* _Work instruction 1_
Answer these questions about the abstract on the superelastic Ti-Zr-Nb alloy for spinal rods, marking each answer with its letter.
(a) In which hall and venue is the presentation scheduled?
(b) Which listed author is affiliated with Ecole de technologie superieure?
(c) What two objectives can thermomechanical treatment reach at the same time?
* _Work instruction 2_
Pick up the abstract on the superelastic Ti-Zr-Nb alloy for spinal rods and continue it from its final sentence.

* _Extract provided_

====================

Superelastic Ti-Zr-Nb alloy for spinal rods: technology, microstructure, texture and functional properties

Tuesday, May 14, 2019: 11:45 AM
Saal 8 (Hall 8) (Bodenseeforum Konstanz)
Mr. Vadim Sheremetyev, PhD , National University of Science and Technology MISIS, Moscow, Russia
Mrs. Anastasia Kudryashova , National University of Science and Technology MISIS, Moscow, Russia
Dr. Vladimir Andreev, PhD , Baikov Institute of Metallurgy and Materials Science, RAS, Moscow, Russian Federation
Prof. Sergey Galkin, D.Sc. , National University of Science and Technology MISIS, Moscow, Russia
Prof. Sergey Prokoshkin, D.Sc. , National University of Science and Technology “MISiS”, Moscow, Russian Federation
Prof. Vladimir Brailovski, PhD , Ecole de technologie superieure, Montreal, QC, Canada
The interest in developing metastable Ni-free Ti-Zr-based shape memory alloys (SMA) for load-bearing biomedical applications experienced a marked increase over the last decade. These alloys demonstrate a unique combination of low Young's modulus, superelastic behavior, which is close to the behavior of bone, and contain only non-toxic elements in their chemical composition. It is known that thermomechanical treatment (TMT) is an effective technology which can reach two objectives simultaneously: a) obtaining the required semi-products (long-length bar stock for spinal rods), and b) providing the best combination of functional properties of these semi-products via the formation of an adequate material microstructure.

====================

* _Dataset excerpts_
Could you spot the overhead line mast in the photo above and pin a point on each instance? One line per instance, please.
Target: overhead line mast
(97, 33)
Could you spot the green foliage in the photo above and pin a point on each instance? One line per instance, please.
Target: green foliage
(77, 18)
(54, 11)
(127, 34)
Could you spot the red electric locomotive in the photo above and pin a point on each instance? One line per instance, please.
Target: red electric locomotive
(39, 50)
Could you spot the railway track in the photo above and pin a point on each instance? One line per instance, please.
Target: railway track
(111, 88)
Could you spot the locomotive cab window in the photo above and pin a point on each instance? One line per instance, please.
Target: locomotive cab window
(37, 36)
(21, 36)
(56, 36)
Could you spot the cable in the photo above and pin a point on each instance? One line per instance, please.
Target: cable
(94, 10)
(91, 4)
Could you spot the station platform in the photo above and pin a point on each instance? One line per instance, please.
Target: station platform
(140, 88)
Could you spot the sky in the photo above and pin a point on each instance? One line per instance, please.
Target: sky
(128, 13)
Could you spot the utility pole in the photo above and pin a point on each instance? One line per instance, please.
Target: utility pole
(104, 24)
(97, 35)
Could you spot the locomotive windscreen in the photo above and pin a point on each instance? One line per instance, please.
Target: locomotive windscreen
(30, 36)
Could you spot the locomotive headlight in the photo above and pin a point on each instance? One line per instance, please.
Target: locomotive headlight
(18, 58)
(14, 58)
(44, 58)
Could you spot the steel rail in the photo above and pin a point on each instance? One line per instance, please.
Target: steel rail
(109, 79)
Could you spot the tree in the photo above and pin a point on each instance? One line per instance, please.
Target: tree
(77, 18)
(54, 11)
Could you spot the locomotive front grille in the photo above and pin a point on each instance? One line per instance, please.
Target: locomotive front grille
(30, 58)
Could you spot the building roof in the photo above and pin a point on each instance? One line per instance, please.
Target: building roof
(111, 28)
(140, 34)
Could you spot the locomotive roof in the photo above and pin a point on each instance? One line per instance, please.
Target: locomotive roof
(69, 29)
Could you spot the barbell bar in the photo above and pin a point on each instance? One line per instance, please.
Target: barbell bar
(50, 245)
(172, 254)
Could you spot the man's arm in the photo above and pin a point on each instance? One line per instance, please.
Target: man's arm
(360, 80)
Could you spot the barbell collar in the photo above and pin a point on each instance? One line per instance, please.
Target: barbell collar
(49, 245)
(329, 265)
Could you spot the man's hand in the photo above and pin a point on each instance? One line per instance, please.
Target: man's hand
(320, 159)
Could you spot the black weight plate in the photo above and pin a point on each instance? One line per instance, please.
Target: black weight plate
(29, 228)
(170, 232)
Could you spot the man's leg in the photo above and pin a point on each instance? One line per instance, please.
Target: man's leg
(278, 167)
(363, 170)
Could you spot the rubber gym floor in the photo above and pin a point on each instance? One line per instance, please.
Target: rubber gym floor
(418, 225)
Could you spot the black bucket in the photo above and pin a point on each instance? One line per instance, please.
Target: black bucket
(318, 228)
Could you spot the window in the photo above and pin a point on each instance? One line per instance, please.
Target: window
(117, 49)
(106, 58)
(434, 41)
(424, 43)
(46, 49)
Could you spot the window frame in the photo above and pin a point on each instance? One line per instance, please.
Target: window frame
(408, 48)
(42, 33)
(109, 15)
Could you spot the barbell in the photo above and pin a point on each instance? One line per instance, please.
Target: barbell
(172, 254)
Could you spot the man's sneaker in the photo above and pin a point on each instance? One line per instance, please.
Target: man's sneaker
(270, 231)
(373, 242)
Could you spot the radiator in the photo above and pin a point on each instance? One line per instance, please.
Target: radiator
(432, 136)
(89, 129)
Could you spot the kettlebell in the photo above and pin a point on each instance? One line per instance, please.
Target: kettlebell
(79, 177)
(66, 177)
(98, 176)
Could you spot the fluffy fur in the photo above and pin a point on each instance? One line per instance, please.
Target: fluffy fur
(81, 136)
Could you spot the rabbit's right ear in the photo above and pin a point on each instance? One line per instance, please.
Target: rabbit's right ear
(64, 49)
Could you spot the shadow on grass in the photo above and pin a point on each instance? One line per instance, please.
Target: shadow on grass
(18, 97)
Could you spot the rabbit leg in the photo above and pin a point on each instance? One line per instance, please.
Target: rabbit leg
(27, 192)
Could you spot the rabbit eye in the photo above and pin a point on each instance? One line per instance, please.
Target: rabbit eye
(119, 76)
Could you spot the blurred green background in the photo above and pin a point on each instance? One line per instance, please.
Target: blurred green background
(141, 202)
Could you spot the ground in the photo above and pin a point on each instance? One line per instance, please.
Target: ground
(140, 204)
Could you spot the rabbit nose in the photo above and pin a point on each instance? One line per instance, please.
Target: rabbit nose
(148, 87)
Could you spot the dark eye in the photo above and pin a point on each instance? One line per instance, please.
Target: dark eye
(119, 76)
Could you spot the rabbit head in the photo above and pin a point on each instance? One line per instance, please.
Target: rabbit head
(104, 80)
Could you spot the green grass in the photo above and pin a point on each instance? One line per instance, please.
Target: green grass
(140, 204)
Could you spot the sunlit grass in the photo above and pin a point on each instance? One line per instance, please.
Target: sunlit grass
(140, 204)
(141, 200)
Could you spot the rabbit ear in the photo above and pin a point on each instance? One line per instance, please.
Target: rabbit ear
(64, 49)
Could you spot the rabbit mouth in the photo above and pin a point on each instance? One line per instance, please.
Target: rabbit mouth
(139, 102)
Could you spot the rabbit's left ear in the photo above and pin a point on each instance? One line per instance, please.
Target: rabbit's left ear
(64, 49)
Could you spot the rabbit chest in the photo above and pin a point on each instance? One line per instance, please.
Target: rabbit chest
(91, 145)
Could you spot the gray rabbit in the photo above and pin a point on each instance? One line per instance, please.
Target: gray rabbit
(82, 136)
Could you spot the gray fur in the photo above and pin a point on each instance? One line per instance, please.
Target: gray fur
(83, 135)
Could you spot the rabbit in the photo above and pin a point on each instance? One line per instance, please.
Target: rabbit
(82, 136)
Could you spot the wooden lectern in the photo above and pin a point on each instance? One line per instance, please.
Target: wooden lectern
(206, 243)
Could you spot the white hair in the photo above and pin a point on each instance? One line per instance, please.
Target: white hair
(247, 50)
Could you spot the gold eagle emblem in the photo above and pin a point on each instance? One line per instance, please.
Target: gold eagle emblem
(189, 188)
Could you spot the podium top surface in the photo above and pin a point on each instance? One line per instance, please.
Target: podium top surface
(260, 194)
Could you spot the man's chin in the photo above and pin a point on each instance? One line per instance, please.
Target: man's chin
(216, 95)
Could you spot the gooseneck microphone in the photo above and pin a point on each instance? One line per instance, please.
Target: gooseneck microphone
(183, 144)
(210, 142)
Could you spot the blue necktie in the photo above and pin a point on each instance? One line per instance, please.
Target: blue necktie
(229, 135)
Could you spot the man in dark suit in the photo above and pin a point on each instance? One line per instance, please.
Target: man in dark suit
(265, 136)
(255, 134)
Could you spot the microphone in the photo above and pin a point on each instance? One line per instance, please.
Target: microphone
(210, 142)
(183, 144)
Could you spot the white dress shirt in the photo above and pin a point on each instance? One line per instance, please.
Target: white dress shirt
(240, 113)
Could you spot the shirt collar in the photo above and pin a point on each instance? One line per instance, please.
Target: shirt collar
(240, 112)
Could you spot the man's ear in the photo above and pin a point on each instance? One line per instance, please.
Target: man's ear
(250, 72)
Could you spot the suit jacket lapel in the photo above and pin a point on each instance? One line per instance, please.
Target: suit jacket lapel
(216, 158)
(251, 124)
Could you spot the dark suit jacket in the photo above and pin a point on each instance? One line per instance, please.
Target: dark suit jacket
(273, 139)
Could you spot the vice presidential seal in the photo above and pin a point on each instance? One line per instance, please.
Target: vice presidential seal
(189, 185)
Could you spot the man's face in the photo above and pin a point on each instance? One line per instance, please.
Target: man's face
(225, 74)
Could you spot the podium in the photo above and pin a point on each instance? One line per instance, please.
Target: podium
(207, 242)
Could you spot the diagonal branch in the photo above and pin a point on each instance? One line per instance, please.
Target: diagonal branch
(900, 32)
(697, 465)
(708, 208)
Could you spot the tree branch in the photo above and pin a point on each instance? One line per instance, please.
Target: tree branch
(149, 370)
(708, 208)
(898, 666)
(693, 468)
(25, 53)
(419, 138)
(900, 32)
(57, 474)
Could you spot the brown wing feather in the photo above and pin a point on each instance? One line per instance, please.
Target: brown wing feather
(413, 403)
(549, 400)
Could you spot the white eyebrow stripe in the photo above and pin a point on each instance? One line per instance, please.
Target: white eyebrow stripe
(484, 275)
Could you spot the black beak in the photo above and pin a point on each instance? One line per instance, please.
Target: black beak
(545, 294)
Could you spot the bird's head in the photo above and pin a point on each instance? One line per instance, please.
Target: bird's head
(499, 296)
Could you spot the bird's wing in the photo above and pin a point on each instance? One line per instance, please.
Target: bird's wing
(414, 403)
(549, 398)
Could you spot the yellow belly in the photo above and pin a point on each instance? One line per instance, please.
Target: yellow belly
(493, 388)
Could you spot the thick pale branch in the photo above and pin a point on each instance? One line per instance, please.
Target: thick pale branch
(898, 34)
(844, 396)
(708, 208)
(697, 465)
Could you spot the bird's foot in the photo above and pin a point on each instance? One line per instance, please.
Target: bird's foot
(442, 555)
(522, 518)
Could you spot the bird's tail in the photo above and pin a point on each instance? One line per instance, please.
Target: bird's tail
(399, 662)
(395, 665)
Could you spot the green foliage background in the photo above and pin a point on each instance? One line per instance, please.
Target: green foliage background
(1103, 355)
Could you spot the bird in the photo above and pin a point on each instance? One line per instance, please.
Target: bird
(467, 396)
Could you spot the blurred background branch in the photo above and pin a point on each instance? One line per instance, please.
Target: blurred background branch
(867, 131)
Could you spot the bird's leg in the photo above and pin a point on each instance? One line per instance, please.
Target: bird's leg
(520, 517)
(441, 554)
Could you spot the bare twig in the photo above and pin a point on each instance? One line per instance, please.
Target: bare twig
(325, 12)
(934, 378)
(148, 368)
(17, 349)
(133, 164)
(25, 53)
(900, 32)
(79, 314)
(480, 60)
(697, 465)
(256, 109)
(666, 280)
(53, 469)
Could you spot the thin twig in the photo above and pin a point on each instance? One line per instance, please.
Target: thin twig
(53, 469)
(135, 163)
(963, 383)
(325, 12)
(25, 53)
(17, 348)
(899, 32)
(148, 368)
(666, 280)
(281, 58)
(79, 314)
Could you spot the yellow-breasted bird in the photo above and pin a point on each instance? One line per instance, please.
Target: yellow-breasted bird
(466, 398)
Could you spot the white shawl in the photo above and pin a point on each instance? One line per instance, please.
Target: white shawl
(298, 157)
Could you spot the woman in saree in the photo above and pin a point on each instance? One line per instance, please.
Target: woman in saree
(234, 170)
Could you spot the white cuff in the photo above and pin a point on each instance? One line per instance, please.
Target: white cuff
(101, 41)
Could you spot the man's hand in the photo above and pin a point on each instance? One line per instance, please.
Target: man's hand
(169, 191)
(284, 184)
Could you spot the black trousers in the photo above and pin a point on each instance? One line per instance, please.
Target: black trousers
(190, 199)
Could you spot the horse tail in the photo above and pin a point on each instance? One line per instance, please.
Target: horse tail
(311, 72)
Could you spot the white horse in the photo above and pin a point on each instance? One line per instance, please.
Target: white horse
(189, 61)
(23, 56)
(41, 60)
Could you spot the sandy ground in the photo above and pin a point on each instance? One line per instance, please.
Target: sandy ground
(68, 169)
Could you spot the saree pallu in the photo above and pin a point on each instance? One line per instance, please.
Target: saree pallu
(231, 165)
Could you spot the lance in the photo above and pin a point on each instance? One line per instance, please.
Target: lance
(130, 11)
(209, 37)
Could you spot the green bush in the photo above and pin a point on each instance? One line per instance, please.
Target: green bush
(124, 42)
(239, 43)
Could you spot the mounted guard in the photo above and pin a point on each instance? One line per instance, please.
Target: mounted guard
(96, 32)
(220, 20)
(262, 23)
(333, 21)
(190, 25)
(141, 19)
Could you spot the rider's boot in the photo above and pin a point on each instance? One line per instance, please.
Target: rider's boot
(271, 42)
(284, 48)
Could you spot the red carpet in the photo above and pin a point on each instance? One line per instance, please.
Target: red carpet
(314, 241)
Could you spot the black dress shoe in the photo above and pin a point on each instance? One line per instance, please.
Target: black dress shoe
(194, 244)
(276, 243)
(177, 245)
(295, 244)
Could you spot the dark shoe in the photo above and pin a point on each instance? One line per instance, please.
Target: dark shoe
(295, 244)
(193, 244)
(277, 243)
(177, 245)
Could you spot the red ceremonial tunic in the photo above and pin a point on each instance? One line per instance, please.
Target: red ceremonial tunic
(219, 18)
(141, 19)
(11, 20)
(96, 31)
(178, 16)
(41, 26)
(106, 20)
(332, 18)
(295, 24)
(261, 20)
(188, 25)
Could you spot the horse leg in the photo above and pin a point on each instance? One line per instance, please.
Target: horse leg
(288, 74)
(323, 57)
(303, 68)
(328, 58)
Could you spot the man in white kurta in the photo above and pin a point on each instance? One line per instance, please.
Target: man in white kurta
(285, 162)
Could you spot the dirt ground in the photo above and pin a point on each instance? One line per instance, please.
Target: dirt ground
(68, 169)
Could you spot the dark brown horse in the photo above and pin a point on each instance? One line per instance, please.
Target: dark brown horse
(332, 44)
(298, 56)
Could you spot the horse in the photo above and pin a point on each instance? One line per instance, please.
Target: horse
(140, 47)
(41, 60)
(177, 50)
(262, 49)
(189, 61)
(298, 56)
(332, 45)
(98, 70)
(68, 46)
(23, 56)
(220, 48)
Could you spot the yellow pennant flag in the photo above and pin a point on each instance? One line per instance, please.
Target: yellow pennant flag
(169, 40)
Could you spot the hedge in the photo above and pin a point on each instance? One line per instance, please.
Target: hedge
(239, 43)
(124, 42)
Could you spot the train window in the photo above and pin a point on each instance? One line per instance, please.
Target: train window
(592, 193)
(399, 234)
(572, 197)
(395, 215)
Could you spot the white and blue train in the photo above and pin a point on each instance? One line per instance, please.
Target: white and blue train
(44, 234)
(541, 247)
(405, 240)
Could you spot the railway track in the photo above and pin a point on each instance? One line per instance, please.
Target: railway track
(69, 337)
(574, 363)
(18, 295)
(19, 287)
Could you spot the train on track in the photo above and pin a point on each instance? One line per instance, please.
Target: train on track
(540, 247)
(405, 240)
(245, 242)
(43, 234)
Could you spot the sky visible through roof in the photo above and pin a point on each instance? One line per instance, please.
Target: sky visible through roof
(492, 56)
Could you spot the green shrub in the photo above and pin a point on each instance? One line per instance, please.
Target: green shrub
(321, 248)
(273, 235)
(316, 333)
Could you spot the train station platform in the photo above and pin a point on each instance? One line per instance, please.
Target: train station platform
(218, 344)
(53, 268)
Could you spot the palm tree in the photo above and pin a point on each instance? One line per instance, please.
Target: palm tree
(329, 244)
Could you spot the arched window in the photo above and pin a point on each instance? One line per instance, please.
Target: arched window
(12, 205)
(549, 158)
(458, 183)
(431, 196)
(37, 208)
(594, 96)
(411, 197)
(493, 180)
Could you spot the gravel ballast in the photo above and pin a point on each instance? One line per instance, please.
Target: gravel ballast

====================

* _Final answer 1_
(a) Saal 8 (Hall 8), Bodenseeforum Konstanz.
(b) Prof. Vladimir Brailovski, PhD.
(c) It can obtain the required semi-products (long-length bar stock for spinal rods). It can also provide the best combination of functional properties of these semi-products by forming an adequate material microstructure.

* _Final answer 2_
In this study, a novel combinations of radial shear rolling (RSR) and rotary forging (RF) operations at different temperatures were applied to Ti-18Zr-14Nb (at. %) shape memory alloy with the objective to form a long-length bar stock for spinal rods fabrication. Evolutions of the microstructure, crystallographic texture, mechanical properties, and functional fatigue behavior of the fabricated bar stock were monitored along the technological route. Combined hot TMT leads to the formation of a dynamically polygonized substructure of β-phase with a homogeneous across-the-section grain size distribution (d≈34-43 µm). In this structural state, the alloy demonstrates an outstanding functional fatigue resistance. TMT including cold RF and post-deformation annealing results in the formation of the well-developed polygonized substructure in β-phase with nano- to submicrometer-sized subgrains. A beneficial combination of high value of strength-to-modulus ratio with stable functional fatigue behavior was achieved in this structural state.